__What you should do__:
Extract, exactly as written, all lines of the material below from the line that includes "Question. Place one point on every instance of the dense" through its last line.

__Stored records__:
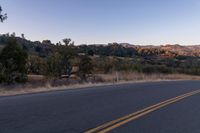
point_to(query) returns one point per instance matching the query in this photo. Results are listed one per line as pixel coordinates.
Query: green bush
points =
(13, 64)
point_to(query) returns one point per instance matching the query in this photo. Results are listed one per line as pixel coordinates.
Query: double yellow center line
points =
(131, 117)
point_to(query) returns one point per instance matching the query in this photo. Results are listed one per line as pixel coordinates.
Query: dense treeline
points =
(20, 57)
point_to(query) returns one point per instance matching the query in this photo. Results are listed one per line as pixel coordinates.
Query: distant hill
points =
(113, 49)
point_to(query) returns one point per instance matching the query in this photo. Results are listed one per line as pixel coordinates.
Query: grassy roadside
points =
(111, 79)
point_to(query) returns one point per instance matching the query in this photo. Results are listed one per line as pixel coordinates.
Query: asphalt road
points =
(76, 111)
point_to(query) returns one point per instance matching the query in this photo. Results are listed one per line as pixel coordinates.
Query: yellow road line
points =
(123, 120)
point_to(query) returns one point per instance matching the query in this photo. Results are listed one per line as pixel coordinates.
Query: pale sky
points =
(147, 22)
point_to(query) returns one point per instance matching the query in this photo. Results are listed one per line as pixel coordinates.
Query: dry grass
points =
(126, 76)
(108, 79)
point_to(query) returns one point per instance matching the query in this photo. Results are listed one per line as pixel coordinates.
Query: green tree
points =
(85, 67)
(2, 16)
(13, 64)
(54, 66)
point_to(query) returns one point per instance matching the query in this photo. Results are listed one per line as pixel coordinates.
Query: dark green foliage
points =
(85, 67)
(2, 16)
(54, 66)
(13, 64)
(36, 65)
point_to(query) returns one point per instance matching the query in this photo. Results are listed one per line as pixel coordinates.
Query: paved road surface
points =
(76, 111)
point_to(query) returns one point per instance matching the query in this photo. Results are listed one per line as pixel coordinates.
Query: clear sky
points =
(103, 21)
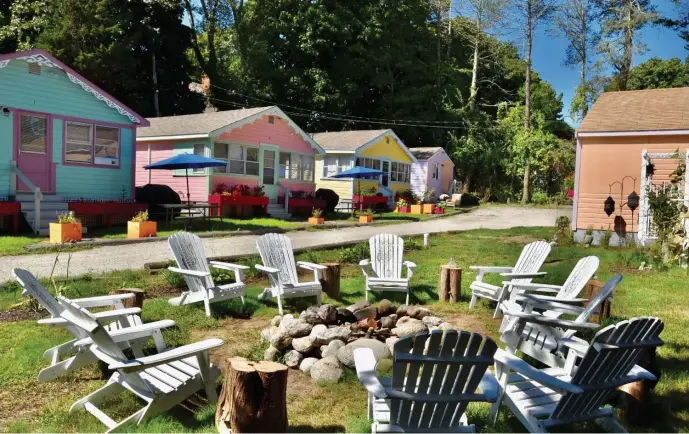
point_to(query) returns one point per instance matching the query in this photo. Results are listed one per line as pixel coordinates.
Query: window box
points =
(65, 232)
(428, 208)
(142, 229)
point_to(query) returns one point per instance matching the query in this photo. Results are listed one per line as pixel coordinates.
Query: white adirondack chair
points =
(530, 261)
(69, 357)
(384, 270)
(193, 264)
(546, 398)
(430, 388)
(540, 335)
(582, 272)
(161, 380)
(278, 262)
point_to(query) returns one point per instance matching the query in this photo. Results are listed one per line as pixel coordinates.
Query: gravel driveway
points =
(132, 256)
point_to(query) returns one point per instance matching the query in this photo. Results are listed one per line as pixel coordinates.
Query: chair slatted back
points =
(276, 252)
(35, 289)
(451, 368)
(84, 320)
(612, 354)
(386, 255)
(189, 253)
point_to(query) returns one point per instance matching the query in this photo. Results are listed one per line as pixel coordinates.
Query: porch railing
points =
(16, 173)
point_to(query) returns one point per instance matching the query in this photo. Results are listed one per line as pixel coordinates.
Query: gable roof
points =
(43, 58)
(425, 153)
(639, 111)
(346, 141)
(203, 125)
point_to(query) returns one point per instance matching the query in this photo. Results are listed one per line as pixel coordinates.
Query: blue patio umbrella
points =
(359, 172)
(186, 161)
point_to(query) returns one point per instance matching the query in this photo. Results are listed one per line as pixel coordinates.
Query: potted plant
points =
(141, 227)
(66, 230)
(366, 216)
(316, 218)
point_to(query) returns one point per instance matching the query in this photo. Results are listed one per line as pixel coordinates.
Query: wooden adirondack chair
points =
(566, 293)
(69, 357)
(384, 270)
(161, 380)
(430, 388)
(278, 262)
(541, 335)
(193, 264)
(545, 398)
(530, 261)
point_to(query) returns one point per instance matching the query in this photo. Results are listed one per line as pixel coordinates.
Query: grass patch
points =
(312, 407)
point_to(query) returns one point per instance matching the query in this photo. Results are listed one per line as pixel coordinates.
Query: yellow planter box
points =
(428, 208)
(142, 229)
(65, 232)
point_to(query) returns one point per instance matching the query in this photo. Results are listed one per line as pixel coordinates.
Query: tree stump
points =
(330, 279)
(450, 284)
(137, 301)
(254, 397)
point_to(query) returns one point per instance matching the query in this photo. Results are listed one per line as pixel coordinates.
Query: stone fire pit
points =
(322, 340)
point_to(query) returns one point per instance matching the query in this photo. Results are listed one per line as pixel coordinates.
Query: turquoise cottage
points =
(64, 144)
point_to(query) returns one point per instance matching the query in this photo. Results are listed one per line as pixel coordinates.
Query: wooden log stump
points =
(137, 301)
(253, 398)
(330, 279)
(450, 283)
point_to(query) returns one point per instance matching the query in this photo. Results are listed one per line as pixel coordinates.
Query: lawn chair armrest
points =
(101, 301)
(553, 322)
(521, 367)
(132, 333)
(365, 363)
(191, 273)
(106, 315)
(168, 356)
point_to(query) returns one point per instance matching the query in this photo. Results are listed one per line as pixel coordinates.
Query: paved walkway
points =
(133, 256)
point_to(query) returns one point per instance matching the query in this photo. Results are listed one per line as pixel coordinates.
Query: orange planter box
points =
(142, 229)
(428, 208)
(65, 232)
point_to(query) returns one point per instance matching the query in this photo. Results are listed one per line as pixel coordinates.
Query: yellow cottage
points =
(377, 149)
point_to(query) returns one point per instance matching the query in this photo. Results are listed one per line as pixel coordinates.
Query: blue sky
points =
(548, 54)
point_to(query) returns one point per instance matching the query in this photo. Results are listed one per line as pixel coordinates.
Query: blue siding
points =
(52, 92)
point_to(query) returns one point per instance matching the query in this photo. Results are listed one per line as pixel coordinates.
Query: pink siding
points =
(160, 151)
(261, 131)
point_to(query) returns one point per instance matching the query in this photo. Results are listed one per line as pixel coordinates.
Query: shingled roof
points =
(202, 123)
(639, 110)
(346, 141)
(422, 154)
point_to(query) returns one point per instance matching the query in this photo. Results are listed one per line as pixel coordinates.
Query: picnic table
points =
(190, 210)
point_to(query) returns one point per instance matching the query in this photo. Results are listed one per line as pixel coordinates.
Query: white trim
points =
(633, 133)
(275, 111)
(180, 137)
(575, 199)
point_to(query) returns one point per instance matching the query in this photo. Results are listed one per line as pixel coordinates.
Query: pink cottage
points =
(262, 145)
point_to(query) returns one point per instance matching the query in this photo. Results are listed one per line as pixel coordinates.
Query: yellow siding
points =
(387, 147)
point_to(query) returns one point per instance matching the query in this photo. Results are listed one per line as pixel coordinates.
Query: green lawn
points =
(26, 405)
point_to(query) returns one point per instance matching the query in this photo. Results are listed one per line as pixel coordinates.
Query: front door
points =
(267, 175)
(34, 151)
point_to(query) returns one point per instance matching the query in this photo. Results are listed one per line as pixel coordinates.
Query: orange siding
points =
(605, 160)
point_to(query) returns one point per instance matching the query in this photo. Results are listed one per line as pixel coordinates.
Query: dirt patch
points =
(14, 315)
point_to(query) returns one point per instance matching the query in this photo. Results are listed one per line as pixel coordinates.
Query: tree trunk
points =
(254, 397)
(330, 280)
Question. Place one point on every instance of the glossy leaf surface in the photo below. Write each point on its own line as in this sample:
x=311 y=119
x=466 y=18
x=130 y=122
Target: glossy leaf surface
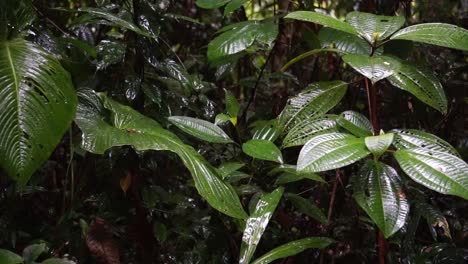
x=374 y=68
x=308 y=128
x=420 y=82
x=37 y=102
x=201 y=129
x=355 y=123
x=322 y=19
x=305 y=206
x=257 y=223
x=315 y=100
x=412 y=138
x=293 y=248
x=331 y=151
x=128 y=127
x=262 y=149
x=439 y=171
x=372 y=27
x=378 y=191
x=439 y=34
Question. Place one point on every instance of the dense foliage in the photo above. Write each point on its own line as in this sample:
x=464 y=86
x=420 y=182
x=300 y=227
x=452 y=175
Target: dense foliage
x=233 y=131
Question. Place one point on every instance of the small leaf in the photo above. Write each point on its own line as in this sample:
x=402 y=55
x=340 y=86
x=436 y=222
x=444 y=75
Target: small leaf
x=306 y=207
x=440 y=34
x=330 y=151
x=232 y=106
x=293 y=248
x=420 y=82
x=322 y=19
x=378 y=191
x=372 y=27
x=379 y=144
x=355 y=123
x=315 y=100
x=262 y=149
x=8 y=257
x=438 y=171
x=257 y=223
x=412 y=138
x=308 y=128
x=201 y=129
x=375 y=68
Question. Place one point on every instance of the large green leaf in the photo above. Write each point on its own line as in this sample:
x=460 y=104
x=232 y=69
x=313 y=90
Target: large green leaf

__Result of this task__:
Question. Place one point on every instance of the dense foliage in the photo above. Write each point on its own line as in this sample:
x=464 y=86
x=420 y=182
x=300 y=227
x=452 y=175
Target: dense foliage
x=233 y=131
Question. Place one point on every instance of the small leaf in the photo above. Write each point on its own line as in this sample:
x=402 y=55
x=340 y=86
x=436 y=222
x=444 y=75
Target: small leaf
x=306 y=207
x=440 y=34
x=330 y=151
x=232 y=106
x=293 y=248
x=420 y=82
x=322 y=19
x=378 y=191
x=372 y=27
x=379 y=144
x=355 y=123
x=315 y=100
x=262 y=149
x=8 y=257
x=438 y=171
x=257 y=223
x=412 y=138
x=308 y=128
x=201 y=129
x=375 y=68
Question. Place one point on every instance of the large green leaf in the photo above. Write each point on its own line as in this sample:
x=460 y=104
x=232 y=69
x=313 y=90
Target: large green leaf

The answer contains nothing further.